### Exercises to complete
1 > From the post about side-sloping machines off a trailer, copy the stretch from "As discussed in" through "off a trailer.".
2 > Answer these from the post about side-sloping machines off a trailer:
(a) How much does the author's dovetail trailer weigh on its own?
(b) Which machine was the author asked to take up Sunshine Canyon Dr.?
(c) What state were the machine's tracks in after the recent storm?
3 > Go on with the post about side-sloping an excavator off a trailer, starting right after its last sentence.

As discussed in Partsman88's thread showing the video of a lowboy driver attempting to side-load a 160G and sliding off the trailer, I mentioned a technique referred to as "side-sloping" a machine off a trailer.

Side-sloping refers to off-setting a machine as you walk on or off a trailer to the uphill side of a trailer when you can't load on even ground. It's a skill that takes practice to get right, judgment, and a reasonable understanding of physics, as well. The most common situation in which you have to side slope is something like street-loading an excavator on a residential street. Most streets, especially secondaries, are built with a crown so water is pushed to the gutters. If you don't have a suicide lane (median between lines) to work with, you'll typically need to load to one side of the street or the other, meaning the trailer is now laterally on an incline.

One of the areas I specialize in is getting machinery into exceedingly tight or difficult areas. The dovetail I have posted pictures of that I use is far beyond and stronger than 90% of the dovetail equipment trailers on the road. As a comparison, most hydraulic beavertail trailers tare at about 16,000-18,000lbs. The one I use? 26,000lbs on it's own. It's a tank. I've put 90,000lb excavators on it before, which is about maxing out it's capacity.

The trailer makes me exceedingly maneuverable due to the axle position in comparison to a standard lowboy. I've backed 323 CAT's down alleys, alleydocked dozers off of downtown streets, and taken iron up immensely narrow canyon roads.

Recently we got a request to take a 245G John Deere excavator with a thumb up a road called Sunshine Canyon Dr. The road had three 14% grades, and about a half dozen switchbacks. Grossing about 106,000lbs with the 245G on the big dovetail with the green Pete.



We're in the time of year where snowstorms come and go and we have to find windows of opportunity to get machines hauled. Following the most recent blizzard, we had a half day window to get this Deere up the hill. Having taken a 320F CAT to the same location for them, I knew the potential for complications that lay ahead. Three 14% grades, about a half dozen switchbacks, a narrow old neighborhood. Fun. Yes, I had a pilot, even for that dinky thing.

Having made it up the grades, through the old neighborhood, and around the switchbacks, I came to where the pavement ended where we would unload.

Naturally, the county only plowed so much of the road. I don't blame them, they aren't anticipating a 60,000lb excavator being brought up this road in February. I had to offset the truck on the roadway enough to allow locals a lane to come in and out. This put me on a side slope. That, in and of itself, isn't what made the situation hairier than usual. I've side-sloped dozens of times. However:

The machine had icy, snowy, wet tracks from the recent storm.

### Data lines
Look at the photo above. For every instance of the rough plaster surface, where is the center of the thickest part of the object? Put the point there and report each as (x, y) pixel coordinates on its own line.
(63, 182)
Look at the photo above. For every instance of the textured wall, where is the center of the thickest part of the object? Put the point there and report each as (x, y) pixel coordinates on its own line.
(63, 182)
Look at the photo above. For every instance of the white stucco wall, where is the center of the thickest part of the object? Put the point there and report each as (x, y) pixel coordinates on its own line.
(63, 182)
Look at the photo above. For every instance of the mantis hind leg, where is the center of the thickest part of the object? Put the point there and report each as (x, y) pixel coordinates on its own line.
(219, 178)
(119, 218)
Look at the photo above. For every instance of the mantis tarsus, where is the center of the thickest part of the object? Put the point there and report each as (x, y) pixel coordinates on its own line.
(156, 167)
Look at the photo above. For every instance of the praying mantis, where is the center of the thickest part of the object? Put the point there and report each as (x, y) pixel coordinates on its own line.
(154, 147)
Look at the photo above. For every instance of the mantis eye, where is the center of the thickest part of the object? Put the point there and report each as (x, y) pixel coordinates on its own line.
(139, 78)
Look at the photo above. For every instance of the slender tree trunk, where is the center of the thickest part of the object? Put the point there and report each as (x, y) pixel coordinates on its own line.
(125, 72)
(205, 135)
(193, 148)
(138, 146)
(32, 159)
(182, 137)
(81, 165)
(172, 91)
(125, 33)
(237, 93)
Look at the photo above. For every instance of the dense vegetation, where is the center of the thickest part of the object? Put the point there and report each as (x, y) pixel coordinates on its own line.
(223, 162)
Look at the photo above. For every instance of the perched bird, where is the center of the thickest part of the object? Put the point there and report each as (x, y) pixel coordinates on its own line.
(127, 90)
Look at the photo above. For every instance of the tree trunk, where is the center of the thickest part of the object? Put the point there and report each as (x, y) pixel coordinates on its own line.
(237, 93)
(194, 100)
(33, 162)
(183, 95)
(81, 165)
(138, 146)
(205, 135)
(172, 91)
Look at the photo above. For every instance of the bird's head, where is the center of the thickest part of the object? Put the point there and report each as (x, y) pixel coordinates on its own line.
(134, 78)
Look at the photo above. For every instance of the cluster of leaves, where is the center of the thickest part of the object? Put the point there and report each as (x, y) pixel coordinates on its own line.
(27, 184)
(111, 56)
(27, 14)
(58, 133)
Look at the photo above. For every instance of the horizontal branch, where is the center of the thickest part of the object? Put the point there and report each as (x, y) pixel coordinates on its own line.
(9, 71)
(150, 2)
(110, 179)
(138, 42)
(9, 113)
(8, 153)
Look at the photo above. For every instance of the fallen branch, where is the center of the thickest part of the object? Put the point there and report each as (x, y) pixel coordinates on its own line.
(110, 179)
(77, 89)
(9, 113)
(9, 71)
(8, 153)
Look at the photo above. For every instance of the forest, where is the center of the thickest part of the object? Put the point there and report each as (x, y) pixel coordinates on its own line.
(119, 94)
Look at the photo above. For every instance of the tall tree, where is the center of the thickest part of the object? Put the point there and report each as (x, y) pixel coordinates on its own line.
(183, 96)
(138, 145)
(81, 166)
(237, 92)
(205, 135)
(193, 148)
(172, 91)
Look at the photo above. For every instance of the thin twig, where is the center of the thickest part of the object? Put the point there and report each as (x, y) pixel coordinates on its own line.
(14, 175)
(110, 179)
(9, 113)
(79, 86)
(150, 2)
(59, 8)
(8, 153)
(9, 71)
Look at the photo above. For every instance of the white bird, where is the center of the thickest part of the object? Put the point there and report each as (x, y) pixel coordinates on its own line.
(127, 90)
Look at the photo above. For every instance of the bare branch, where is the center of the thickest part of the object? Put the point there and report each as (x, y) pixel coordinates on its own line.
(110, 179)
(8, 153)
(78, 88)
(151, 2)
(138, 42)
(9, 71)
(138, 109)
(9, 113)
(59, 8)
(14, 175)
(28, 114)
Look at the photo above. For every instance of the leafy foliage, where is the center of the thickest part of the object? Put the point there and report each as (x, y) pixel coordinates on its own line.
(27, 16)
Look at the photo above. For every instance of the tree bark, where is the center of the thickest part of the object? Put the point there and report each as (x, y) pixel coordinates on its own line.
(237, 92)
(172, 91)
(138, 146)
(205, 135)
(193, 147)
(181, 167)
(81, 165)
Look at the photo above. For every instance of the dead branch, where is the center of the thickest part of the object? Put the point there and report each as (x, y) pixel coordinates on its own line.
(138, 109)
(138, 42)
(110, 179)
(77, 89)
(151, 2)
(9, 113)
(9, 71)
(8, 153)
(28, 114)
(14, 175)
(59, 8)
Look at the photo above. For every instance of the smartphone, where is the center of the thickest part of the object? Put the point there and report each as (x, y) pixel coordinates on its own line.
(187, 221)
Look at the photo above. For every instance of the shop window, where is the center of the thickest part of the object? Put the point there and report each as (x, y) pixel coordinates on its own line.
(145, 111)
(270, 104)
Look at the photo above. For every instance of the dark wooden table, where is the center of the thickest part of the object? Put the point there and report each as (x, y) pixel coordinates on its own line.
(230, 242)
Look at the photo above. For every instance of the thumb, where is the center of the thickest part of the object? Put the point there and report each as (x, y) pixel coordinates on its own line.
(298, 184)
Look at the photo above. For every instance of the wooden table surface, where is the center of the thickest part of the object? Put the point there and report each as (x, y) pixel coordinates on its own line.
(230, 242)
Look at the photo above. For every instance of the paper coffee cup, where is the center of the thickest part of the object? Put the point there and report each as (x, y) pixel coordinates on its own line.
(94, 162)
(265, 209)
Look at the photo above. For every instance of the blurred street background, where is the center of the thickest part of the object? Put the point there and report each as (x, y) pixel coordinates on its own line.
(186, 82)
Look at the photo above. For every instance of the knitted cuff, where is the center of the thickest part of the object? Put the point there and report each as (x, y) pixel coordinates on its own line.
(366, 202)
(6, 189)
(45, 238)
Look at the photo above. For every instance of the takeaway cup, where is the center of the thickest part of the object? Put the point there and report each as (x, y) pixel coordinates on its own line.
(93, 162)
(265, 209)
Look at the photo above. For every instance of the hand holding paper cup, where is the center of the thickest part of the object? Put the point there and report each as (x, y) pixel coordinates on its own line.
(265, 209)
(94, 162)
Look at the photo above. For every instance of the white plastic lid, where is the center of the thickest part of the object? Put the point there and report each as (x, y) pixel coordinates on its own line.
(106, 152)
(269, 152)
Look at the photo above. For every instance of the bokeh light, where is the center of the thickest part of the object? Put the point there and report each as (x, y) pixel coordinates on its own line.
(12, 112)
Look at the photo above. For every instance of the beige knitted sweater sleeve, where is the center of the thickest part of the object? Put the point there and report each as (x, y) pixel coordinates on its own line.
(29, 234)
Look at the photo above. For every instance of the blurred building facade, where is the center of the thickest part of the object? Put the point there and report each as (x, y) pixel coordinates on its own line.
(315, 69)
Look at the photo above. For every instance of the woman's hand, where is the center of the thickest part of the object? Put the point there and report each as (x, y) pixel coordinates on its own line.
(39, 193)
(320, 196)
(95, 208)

--

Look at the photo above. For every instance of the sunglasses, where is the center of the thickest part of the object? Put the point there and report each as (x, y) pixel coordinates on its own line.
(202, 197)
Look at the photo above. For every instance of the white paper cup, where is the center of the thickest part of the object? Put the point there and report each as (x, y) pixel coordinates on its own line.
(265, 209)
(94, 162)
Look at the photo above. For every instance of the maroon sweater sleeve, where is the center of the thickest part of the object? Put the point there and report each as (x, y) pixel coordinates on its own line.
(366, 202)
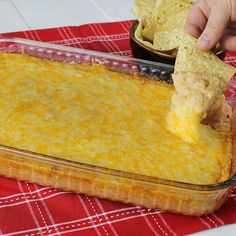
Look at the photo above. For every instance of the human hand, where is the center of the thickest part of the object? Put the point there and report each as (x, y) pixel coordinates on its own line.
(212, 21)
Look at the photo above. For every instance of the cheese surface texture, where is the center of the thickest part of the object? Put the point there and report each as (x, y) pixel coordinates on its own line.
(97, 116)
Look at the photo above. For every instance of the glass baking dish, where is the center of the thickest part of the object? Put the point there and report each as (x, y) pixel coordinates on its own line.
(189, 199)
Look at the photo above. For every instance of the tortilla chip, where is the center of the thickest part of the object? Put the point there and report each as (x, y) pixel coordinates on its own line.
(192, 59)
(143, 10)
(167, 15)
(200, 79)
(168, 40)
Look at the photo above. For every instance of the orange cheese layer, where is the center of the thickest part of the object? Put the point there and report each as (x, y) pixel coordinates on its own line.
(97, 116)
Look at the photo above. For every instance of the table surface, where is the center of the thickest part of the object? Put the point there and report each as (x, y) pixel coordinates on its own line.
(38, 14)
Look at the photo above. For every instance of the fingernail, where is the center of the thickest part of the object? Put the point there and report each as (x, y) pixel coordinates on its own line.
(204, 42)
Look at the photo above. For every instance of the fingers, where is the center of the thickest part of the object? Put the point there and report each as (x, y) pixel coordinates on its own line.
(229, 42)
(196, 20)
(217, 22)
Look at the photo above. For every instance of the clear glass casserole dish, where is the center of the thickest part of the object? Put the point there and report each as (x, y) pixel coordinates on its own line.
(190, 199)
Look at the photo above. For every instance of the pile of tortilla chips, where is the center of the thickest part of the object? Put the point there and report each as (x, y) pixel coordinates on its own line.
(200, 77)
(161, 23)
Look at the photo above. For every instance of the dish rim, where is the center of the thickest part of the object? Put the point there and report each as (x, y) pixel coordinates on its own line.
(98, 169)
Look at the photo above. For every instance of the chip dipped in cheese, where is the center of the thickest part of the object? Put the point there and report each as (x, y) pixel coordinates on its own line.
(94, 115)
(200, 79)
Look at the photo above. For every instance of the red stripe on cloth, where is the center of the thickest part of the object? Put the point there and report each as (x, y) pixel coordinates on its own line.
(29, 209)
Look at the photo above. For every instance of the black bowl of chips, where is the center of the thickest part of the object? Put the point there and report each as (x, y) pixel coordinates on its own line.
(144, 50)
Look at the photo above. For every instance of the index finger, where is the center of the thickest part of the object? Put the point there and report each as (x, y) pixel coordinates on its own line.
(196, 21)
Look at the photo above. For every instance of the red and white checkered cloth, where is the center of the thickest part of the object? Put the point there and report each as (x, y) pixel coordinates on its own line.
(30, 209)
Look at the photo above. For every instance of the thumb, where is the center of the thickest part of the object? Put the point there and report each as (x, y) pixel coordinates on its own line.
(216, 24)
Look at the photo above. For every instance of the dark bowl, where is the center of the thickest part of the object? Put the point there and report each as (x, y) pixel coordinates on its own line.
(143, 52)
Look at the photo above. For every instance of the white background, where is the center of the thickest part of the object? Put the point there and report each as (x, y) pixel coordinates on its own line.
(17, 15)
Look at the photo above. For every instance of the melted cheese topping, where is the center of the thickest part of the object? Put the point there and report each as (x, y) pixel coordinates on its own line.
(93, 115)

---

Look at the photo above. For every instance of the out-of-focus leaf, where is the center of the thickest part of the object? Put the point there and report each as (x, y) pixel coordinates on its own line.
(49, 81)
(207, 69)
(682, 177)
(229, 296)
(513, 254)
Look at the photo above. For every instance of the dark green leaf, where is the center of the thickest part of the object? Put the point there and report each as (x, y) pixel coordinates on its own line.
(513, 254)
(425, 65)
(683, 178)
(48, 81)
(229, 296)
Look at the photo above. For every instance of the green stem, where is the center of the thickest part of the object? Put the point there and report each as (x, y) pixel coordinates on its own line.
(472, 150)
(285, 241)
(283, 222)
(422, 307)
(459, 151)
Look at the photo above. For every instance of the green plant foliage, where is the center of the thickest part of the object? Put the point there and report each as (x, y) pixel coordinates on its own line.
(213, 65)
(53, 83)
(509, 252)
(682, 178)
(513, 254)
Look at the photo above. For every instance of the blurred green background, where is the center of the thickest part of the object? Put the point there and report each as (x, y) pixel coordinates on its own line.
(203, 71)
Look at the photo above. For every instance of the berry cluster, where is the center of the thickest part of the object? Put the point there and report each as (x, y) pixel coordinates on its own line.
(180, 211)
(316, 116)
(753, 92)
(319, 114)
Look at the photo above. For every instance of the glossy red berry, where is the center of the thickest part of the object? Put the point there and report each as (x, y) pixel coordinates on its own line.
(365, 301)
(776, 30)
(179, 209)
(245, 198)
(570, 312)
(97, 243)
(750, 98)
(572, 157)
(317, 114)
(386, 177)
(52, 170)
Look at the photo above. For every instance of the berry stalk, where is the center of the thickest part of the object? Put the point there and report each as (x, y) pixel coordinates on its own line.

### Replies
1 >
As discussed in Partsman88's thread showing the video of a lowboy driver attempting to side-load a 160G and sliding off the trailer, I mentioned a technique referred to as "side-sloping" a machine off a trailer.

2 >
(a) 26,000lbs.
(b) A 245G John Deere excavator with a thumb.
(c) Icy, snowy, and wet.

3 >
I was steel-on-steel.
The road was a 6% gradient, meaning I was driving the excavator downhill as I unloaded.
The road had ice, as well.
I was side-sloping.

Not to mention, with a lowboy you'll be about 18inches off the ground unloading. I'm 40inches off terr-firma with the big dovetail.

Add all of that together and you're really playing with phyics.



Offset to the uphill side as I walk down the deck. As soon as the boom is past the tail, I uncurl it and have the bucket about 2 inches off the ground. By now, I've driven the excavator about 4inches to the high side of the trailer.

When I feel the bucket contact the dirt road I begin folding the stick (second arm of the excavator that the bucket attaches to) back towards me as I track forward. This allows the machine to walk straight out with the tracks in the air.

Once I get beyond the lateral center-of-gravity of the machine I begin to raise the boom (first arm, attaches to excavator body). This allows me to control the excavator setting down on the ramp. I'm now on about a 30% slope with the machine, this is where it can go bad very fast.

I continue tracking forward , curling the bucket, pulling the stick back and raising the boom as needed to support the excavator walking down the ramp. Moans, whines, and a few creaks, finally the tracks are on the road. I continue the controlled decent until I'm about 80% off the ramp. She can slide now without tipping over. Off we drive, the machine is safely on the ground.



This is not a technique I reccomend to anyone without significant time or knowledge of machinery attempt.

If you're wondering why I didn't set the boom to the downhill side to prevent tipping, read the thread Partsman88 posted and think about the potential problems. Also, that hillside is private property.

This is also the least complicated haul for me so far this week.

Troy.
« Last Edit: February 13, 2020, 08:42:37 AM by coloradogreen »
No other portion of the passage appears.